The current revolution in internet TV represents a historic opportunity for radical video to realize its potential as an agent for social change. To this end, Undercurrents has begun a project called VISIONonTV. This project is not mere video on the web, but IPTV, a television station which updates the twentieth century medium of television for the broadband era. It will be as to easy to use as the old box in your living room.
Internet TV is a fantastic opportunity for alternative media to get out of the activist ghetto, but without a concerted project such as VISIONonTV, oppositional television which gives a voice to the unrepresented will remain fragmented, of variable quality, and inaccessible to the majority.
Currently, and maddeningly, most social change video is only put on “youtube”, for lack of an alternative. Its poor technical quality and the inability to download makes it impossible to distribute for a non-broadband audience, for instance via cinematic screening. Also, the film is a hard-to-find radical titbit in a vast soup of random and variable content.
By contrast, VISIONonTV has a detailed plan to create, collate and curate high-quality radical and oppositional video on social justice and environmental issues in a single portal. Users will be able to download full DVD quality videos very quickly, allowing them to project them in a cinema, festival or community hall. Because the films are exclusively “creative commons”, viewers will also be able to burn them to DVD and pass them on to friends.
Through the 1990s, Undercurrents videos played a vital role in forging links between many of the previously separate movements. Peace, animal, environmental and economic campaigners displayed their similar visions of the world by watching each others' videos compiled on Undercurrents. VISIONonTV aims to do the same over the internet.
The VISIONonTV plan also includes the development and testing of the necessary open source software, and the making of this available generally to the internet community, with potentially huge knock-on benefits. The schedule and the budget of £97,000 provides for a full 2-year roll-out of the project, from July 2007 to June 2009. In Undercurrents' experience, the production side has always been the most difficult area to fund via charitable trusts, because of the overtly campaigning nature of much of the material. For this reason, we are approaching the ********.
Rationale
By 2001 78% of households in the UK had a personal computer or laptop, and 64% of households had access to the internet. By 2003, 19 million adults in the UK were using the internet at home. And then came the explosion in broadband.

▸ **Items listed in a dataset**
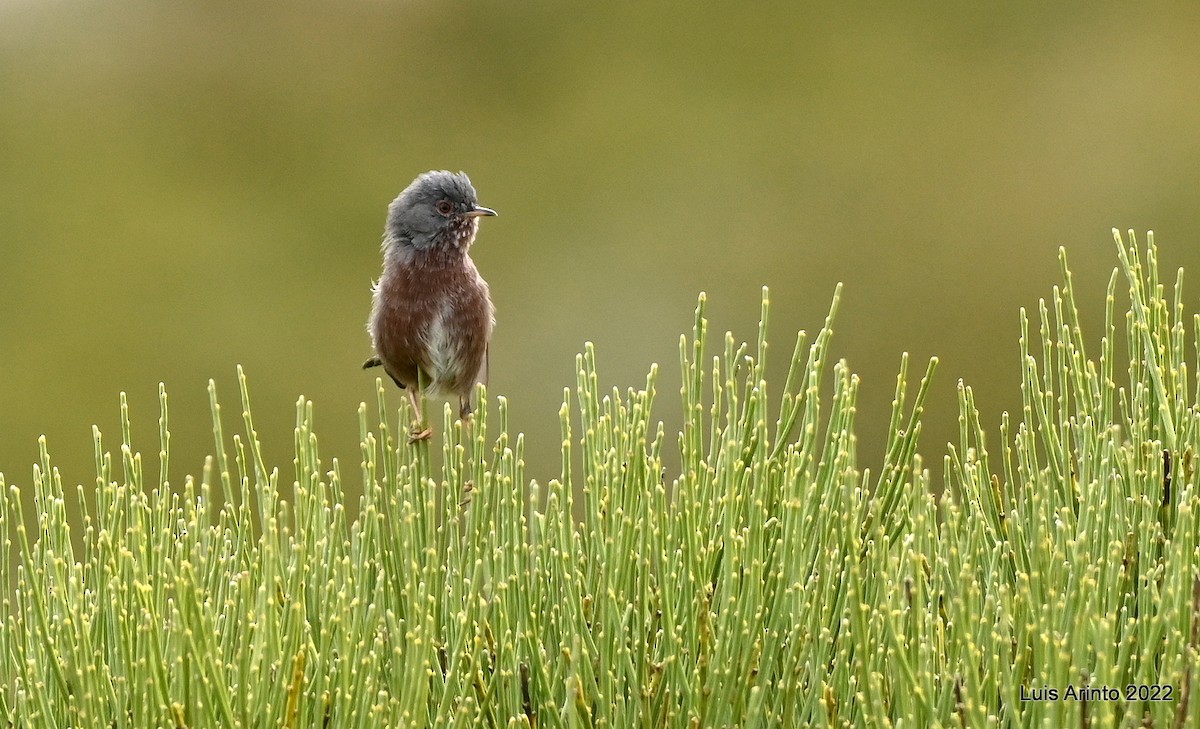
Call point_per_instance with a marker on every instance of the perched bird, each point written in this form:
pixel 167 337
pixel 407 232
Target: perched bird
pixel 432 317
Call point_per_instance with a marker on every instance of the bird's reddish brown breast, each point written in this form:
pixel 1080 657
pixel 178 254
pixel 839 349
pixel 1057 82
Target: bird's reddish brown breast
pixel 435 315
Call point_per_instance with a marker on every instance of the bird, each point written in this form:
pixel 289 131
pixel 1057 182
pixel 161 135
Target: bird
pixel 432 314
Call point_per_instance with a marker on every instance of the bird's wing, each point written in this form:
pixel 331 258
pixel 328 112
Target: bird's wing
pixel 483 369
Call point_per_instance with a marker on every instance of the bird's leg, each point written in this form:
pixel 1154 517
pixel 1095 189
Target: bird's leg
pixel 419 432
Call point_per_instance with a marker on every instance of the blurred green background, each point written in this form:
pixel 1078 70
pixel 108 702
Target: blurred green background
pixel 191 186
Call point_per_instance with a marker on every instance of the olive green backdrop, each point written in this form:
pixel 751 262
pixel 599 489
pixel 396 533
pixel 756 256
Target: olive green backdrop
pixel 191 186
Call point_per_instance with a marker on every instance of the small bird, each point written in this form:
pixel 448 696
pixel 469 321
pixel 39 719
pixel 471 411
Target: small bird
pixel 432 317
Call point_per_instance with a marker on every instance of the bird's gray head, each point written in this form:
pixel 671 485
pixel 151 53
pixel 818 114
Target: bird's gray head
pixel 438 210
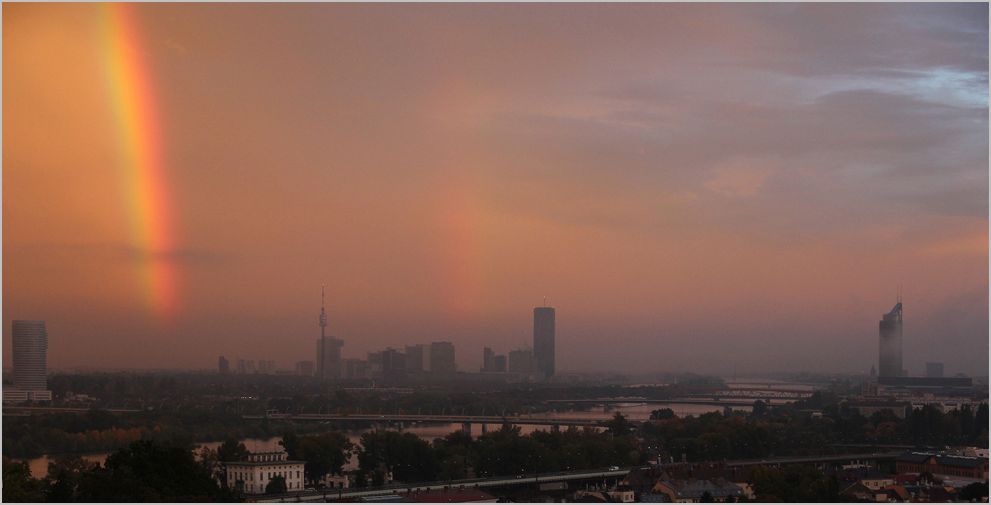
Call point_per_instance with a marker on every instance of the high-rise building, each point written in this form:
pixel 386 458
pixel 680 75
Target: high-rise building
pixel 488 360
pixel 442 358
pixel 499 363
pixel 934 370
pixel 30 356
pixel 890 343
pixel 328 348
pixel 543 340
pixel 304 368
pixel 522 361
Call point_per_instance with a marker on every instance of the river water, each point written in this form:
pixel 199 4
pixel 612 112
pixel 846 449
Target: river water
pixel 632 411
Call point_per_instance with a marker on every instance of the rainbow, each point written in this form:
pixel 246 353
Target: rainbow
pixel 132 97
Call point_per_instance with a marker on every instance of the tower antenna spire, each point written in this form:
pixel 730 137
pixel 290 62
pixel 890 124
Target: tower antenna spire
pixel 323 311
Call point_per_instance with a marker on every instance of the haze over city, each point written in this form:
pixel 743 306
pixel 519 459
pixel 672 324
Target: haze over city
pixel 693 187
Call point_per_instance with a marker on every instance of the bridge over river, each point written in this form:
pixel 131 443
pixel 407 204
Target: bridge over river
pixel 465 421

▸ **THINGS TO DO**
**A)** Translate this sentence from the VISIONonTV proposal into Spanish: "Through the 1990s, Undercurrents videos played a vital role in forging links between many of the previously separate movements."
**B)** Write the next part of the VISIONonTV proposal, starting after its final sentence.

▸ **TASK-BY-TASK OUTPUTS**
**A)** Durante la década de 1990, los videos de Undercurrents desempeñaron un papel vital en la creación de vínculos entre muchos de los movimientos que antes estaban separados.

**B)**
Fewer young people are watching television, according to a report by the
media watchdog Ofcom. Between December 2003 and December 2005, total TV
reach declined but the biggest fall was among young people – for 16-24 year-olds it fell by 2.9%. Now in 2007, young people are as likely to tune into youtube or google video as the TV.
This can be seen in the massive growth in viewers for internet tv shows in the last year. Techie show Rocketboom has 3-400,000 viewers a day, conspiracy thriller Pureownage has 2-3 million viewers per monthly episode, and radical political satire “This is the End of the World as We Know It” has 10-15,000 viewers per episode with no marketing.
What's On VISIONonTV?
Imagine a TV station which did not serve you a diet of lifestyle, reality and makeover TV, leaving you starving for occasional late-night programmes which interested you. Imagine instead a station which gave you high-quality, radical, grassroots TV from all around the world with a single mouse click, just like switching on the television.
A beta version of the station has begun (www.visionontv.net), with a number of embryonic TV channels.
Here is a selection of the content already available:
If you are concerned about Britain's declining civil liberties, tune into the “V” channel for Roddy Mansfield's incisive investigation of police surveillance “Video Cops”. And on the “Grassroots” channel watch the recent “Mass Lone Demos” (1184 separate demonstrations!) against the exclusion zone around Parliament with comedian Mark Thomas.
If you want action against climate change, watch the inspiring “Voices from the Camp for Climate Action” on “V”, and make plans to pitch your tent at this year's camp.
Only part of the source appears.